*What is being asked:*
Everything from the line containing "Q: Returning coordinates formatted like [5,272], pin" to the last line of the records must be returned verbatim; nothing else belongs in the output.

*Material:*

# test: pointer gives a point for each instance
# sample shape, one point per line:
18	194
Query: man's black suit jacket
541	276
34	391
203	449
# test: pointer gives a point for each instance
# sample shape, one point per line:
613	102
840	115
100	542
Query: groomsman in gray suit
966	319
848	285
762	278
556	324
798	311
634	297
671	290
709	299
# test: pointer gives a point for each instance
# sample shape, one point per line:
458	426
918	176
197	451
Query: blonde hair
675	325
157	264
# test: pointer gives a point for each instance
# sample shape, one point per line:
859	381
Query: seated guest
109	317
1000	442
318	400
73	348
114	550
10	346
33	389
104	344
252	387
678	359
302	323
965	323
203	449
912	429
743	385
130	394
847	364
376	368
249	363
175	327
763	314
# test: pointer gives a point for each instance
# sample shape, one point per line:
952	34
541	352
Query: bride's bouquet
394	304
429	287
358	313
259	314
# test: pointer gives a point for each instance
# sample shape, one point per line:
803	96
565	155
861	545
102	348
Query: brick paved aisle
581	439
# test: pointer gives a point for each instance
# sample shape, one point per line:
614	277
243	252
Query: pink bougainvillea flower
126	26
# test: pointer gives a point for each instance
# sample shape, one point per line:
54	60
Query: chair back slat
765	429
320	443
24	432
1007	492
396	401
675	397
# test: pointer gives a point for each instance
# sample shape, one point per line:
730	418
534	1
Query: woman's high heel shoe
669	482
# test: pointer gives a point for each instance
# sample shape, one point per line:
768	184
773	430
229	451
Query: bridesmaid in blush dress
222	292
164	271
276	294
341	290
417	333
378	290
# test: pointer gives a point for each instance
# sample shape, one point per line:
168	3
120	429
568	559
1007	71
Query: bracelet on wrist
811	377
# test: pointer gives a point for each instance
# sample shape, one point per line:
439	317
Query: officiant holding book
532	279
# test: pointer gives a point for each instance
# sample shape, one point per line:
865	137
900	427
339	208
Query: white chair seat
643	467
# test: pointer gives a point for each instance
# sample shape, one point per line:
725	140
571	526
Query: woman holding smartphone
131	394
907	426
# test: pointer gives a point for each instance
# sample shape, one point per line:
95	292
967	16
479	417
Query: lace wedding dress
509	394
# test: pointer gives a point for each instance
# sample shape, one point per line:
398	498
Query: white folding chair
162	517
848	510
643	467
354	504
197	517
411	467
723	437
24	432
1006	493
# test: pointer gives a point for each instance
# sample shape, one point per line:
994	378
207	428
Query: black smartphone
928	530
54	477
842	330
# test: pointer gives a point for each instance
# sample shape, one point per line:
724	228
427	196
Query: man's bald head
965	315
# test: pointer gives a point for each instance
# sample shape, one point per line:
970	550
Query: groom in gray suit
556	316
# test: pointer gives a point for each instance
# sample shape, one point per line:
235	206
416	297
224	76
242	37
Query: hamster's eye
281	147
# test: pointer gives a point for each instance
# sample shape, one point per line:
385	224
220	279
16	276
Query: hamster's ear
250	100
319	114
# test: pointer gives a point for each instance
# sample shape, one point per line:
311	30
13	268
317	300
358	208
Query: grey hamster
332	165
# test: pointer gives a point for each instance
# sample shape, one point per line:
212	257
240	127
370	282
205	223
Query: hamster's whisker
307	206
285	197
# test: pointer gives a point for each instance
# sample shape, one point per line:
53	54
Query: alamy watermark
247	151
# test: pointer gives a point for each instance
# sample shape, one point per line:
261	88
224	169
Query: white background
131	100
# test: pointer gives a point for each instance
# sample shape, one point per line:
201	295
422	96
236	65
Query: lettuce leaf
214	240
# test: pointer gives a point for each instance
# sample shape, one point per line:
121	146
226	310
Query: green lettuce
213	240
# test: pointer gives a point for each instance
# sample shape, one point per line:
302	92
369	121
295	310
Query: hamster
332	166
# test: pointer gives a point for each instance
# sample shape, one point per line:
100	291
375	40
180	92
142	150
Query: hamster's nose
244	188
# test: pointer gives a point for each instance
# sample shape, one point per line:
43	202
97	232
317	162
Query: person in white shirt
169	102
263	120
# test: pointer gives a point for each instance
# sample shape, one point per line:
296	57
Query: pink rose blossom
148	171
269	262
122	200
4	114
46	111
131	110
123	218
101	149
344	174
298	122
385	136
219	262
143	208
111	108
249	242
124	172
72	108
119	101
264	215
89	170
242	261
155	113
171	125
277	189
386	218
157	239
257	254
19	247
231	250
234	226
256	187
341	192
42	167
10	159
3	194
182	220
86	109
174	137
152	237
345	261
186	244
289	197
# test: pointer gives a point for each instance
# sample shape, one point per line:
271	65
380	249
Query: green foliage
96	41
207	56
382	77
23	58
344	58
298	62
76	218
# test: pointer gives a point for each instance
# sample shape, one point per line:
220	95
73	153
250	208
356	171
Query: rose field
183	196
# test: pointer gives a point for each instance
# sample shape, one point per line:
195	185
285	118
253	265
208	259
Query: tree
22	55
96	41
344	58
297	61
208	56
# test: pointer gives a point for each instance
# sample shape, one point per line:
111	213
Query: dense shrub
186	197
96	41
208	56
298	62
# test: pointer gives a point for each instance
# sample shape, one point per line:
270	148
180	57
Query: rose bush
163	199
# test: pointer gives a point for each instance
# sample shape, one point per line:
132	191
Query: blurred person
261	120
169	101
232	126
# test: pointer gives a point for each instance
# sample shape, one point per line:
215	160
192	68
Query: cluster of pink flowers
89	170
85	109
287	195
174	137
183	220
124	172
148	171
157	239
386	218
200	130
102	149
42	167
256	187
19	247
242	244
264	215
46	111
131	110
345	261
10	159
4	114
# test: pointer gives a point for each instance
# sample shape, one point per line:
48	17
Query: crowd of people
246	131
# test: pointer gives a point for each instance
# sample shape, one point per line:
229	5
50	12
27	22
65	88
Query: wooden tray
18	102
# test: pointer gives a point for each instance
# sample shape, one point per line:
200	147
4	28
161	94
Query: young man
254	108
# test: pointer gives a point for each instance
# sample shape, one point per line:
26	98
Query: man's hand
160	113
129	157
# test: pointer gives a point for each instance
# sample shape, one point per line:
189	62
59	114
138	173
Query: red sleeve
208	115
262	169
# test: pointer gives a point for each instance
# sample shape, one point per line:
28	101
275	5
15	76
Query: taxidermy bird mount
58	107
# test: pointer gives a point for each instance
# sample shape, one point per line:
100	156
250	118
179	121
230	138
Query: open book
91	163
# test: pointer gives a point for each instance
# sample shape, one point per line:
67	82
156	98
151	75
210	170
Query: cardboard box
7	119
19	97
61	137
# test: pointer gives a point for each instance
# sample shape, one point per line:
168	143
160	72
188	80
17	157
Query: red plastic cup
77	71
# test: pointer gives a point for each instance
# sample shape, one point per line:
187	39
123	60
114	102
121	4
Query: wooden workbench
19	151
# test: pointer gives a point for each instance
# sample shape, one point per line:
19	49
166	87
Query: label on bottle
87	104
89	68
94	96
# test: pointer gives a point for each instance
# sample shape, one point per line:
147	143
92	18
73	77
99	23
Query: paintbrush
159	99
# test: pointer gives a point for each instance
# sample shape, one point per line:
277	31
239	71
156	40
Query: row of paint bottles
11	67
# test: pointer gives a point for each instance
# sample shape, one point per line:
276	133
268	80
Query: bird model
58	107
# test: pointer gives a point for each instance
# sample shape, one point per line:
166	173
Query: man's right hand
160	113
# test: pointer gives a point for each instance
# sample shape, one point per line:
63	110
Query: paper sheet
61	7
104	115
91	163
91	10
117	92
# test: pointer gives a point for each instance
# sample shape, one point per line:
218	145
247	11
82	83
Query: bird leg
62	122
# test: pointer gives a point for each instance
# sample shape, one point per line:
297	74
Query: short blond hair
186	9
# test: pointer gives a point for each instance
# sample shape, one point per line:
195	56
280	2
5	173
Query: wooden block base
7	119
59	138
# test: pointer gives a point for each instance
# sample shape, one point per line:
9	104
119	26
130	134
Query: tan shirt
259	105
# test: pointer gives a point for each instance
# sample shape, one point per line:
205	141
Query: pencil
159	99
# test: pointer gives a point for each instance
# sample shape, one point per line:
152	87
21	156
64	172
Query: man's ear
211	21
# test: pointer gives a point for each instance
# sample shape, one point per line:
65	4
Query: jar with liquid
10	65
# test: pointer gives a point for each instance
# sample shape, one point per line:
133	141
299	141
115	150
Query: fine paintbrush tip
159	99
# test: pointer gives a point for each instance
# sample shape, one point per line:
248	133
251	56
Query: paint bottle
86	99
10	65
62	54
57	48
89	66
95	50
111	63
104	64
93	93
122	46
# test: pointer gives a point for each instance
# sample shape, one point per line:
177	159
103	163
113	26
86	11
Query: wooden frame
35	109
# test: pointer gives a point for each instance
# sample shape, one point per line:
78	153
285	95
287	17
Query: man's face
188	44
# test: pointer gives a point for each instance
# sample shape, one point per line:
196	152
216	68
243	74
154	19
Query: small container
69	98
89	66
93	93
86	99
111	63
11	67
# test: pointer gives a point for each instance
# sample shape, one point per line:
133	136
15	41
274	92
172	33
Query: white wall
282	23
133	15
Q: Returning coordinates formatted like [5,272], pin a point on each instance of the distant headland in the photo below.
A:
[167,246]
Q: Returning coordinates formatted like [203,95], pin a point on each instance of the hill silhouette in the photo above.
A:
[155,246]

*Complete response:*
Q: Returning coordinates formatted like [5,272], pin a point on each instance of the distant headland in the photo below.
A:
[167,246]
Q: Returning coordinates formatted like [203,95], pin a point on each instance of the hill silhouette in the photo above.
A:
[155,246]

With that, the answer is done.